(Supplied records begins)

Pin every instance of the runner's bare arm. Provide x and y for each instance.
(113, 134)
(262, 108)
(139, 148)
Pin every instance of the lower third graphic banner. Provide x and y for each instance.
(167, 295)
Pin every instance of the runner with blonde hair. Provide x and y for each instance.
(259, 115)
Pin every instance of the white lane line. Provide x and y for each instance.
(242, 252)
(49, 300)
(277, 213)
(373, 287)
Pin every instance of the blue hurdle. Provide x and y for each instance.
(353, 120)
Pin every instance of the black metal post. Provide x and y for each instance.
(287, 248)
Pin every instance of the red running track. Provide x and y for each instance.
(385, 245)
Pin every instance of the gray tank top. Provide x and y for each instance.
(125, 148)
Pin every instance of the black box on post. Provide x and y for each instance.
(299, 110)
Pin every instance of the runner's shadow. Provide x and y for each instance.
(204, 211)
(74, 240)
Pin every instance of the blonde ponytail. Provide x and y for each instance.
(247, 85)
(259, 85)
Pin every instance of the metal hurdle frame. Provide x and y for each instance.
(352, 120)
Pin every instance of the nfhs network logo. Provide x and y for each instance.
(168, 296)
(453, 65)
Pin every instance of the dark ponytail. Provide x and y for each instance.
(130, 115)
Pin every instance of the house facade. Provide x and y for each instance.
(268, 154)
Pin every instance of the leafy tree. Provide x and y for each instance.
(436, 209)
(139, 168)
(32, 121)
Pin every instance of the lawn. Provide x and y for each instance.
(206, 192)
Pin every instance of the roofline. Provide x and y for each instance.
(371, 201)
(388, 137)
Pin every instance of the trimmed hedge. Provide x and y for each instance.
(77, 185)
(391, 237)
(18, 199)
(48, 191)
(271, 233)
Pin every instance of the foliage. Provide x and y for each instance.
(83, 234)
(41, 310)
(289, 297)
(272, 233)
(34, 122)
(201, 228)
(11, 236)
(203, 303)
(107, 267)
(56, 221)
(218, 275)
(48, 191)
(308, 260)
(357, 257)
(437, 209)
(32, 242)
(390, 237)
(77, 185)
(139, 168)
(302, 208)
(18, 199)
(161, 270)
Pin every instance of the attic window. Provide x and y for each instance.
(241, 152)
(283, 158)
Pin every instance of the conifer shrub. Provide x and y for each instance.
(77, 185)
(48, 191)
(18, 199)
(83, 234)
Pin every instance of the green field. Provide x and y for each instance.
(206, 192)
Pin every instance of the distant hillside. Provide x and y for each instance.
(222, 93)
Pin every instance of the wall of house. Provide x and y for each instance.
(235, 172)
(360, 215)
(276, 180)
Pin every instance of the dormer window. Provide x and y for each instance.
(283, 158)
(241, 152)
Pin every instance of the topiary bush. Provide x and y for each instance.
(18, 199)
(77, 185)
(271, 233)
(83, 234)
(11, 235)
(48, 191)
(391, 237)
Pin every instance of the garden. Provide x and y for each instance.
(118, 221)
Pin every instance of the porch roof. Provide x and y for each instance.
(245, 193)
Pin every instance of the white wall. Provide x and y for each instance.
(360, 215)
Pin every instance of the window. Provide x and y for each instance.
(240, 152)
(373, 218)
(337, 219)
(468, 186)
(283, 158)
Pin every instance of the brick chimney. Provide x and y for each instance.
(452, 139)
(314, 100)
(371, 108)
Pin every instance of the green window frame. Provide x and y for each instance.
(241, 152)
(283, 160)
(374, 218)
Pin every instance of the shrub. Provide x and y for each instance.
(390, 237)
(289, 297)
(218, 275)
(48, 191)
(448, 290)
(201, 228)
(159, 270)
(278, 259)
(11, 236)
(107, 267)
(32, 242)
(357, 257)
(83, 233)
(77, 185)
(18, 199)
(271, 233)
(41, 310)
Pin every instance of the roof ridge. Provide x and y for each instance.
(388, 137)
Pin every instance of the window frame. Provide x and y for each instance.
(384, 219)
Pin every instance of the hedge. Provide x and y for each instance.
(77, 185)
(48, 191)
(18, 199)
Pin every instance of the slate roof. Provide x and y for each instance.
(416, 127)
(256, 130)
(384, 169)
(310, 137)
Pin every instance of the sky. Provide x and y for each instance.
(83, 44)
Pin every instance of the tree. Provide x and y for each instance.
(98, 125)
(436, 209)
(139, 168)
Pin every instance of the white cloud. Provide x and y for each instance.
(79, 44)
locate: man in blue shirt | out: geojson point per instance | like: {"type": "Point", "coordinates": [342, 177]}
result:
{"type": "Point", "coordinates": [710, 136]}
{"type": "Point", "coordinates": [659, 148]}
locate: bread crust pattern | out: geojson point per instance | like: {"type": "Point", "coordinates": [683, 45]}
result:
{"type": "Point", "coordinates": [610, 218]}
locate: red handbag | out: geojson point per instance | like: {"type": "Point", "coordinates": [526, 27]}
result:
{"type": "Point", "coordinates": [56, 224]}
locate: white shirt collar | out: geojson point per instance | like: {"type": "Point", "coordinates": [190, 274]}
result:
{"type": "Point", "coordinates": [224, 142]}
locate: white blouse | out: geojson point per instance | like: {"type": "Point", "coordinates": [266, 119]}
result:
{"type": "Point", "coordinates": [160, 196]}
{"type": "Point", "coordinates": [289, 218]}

(Supplied records ends)

=== Required work ===
Each entry above needs to be retyped exactly.

=== Output of the task ===
Pin every instance of the runner's bare arm. Provide x and y for each instance.
(113, 134)
(262, 108)
(139, 148)
Pin every instance of the lower third graphic banner. Provide x and y for each instance.
(167, 295)
Pin every instance of the runner with blonde hair. Provide x and y for each instance.
(259, 115)
Pin every instance of the white lane line. Provide x and y for each instance.
(242, 252)
(49, 300)
(277, 213)
(373, 287)
Pin every instance of the blue hurdle. Provide x and y for each instance.
(353, 120)
Pin every instance of the black metal post. Provide x and y for each instance.
(287, 248)
Pin every instance of the red running track. Provide x and y for each instance.
(385, 245)
Pin every instance of the gray tank top. Provide x and y for each instance.
(125, 148)
Pin every instance of the black box on post. Provide x and y for each instance.
(299, 110)
Pin every instance of the runner's shadow. Provide x and y for each instance.
(204, 211)
(74, 240)
Pin every instance of the blonde ponytail. Provide x and y for each instance.
(247, 85)
(259, 85)
Pin every instance of the metal hurdle frame. Provide x and y for each instance.
(352, 120)
Pin every instance of the nfhs network logo. Provide x and y for each instance.
(168, 296)
(453, 65)
Pin every instance of the dark ponytail. Provide x and y for each instance.
(130, 115)
Pin every instance of the house facade. Provide x and y for each instance.
(268, 154)
Pin every instance of the leafy tree. Provide x and y for each instance.
(436, 209)
(139, 168)
(32, 121)
Pin every instance of the lawn. Provide x and y for each instance.
(206, 192)
Pin every instance of the roofline. Provide x and y for each instance.
(371, 201)
(388, 137)
Pin every instance of the trimmed hedge. Provide x and y for each instance.
(77, 185)
(391, 237)
(18, 199)
(48, 191)
(271, 233)
Pin every instance of the foliage. Provide x and y for each instance.
(83, 234)
(41, 310)
(289, 297)
(272, 233)
(34, 122)
(201, 228)
(11, 236)
(203, 303)
(107, 267)
(56, 221)
(218, 275)
(48, 191)
(308, 260)
(357, 257)
(437, 209)
(32, 242)
(390, 237)
(77, 185)
(139, 168)
(302, 208)
(18, 199)
(161, 270)
Pin every instance of the attic window. Provide x and y for each instance.
(241, 152)
(283, 158)
Pin every instance of the conifer shrub. Provide x and y for each instance.
(77, 185)
(48, 191)
(18, 199)
(83, 234)
Pin every instance of the green field. Provide x and y for each instance.
(206, 192)
Pin every instance of the distant hillside. Provide x and y for each instance.
(222, 93)
Pin every instance of the wall of house. Provide x and y for each instance.
(235, 172)
(360, 215)
(276, 180)
Pin every instance of the dormer window. Provide x and y for each instance.
(283, 158)
(241, 152)
Pin every instance of the topiary bush. Provide x and y for each instance.
(18, 199)
(77, 185)
(271, 233)
(83, 234)
(11, 235)
(48, 191)
(391, 237)
Pin every instance of the garden. Provide x and y for each instance.
(118, 221)
Pin every instance of the porch roof. Provide x and y for each instance.
(245, 193)
Pin every instance of the white wall. Provide x and y for each instance.
(360, 215)
Pin every instance of the window. Provide x and y for each instance.
(240, 152)
(373, 218)
(337, 219)
(468, 186)
(283, 158)
Pin every instance of the brick chimney. Provide x and y for each instance.
(452, 139)
(314, 100)
(371, 108)
Pin every instance of the green window frame. Provide x and y for each instance.
(241, 152)
(283, 160)
(374, 218)
Pin every instance of the shrub. Provide x and y for each instance.
(390, 237)
(289, 297)
(218, 275)
(48, 191)
(448, 290)
(201, 228)
(159, 270)
(278, 259)
(11, 236)
(107, 267)
(32, 242)
(357, 257)
(83, 233)
(77, 185)
(18, 199)
(271, 233)
(41, 310)
Pin every instance of the roof ridge. Provide x and y for each instance.
(388, 137)
Pin every instance of the window frame. Provide x and y for each instance.
(384, 219)
Pin every instance of the hedge. Provide x and y for each instance.
(77, 185)
(48, 191)
(18, 199)
Pin every instance of the slate roof. Provide x and y for each instance.
(416, 127)
(256, 130)
(384, 169)
(310, 137)
Pin every instance of the sky. Provide x and y for each instance.
(83, 44)
Pin every instance of the tree. Provide x and y for each instance.
(98, 125)
(436, 209)
(139, 168)
Pin every instance of the white cloud. Provide x and y for each instance.
(79, 44)
locate: man in blue shirt | out: geojson point per instance | like: {"type": "Point", "coordinates": [342, 177]}
result:
{"type": "Point", "coordinates": [710, 136]}
{"type": "Point", "coordinates": [659, 148]}
locate: bread crust pattern | out: geojson point per instance | like: {"type": "Point", "coordinates": [683, 45]}
result:
{"type": "Point", "coordinates": [610, 218]}
locate: red handbag | out: geojson point per instance | like: {"type": "Point", "coordinates": [526, 27]}
result:
{"type": "Point", "coordinates": [56, 224]}
locate: white shirt collar | out: geojson point per instance | like: {"type": "Point", "coordinates": [190, 274]}
result:
{"type": "Point", "coordinates": [224, 142]}
locate: white blouse | out: geojson point per instance | like: {"type": "Point", "coordinates": [266, 119]}
result:
{"type": "Point", "coordinates": [160, 196]}
{"type": "Point", "coordinates": [289, 218]}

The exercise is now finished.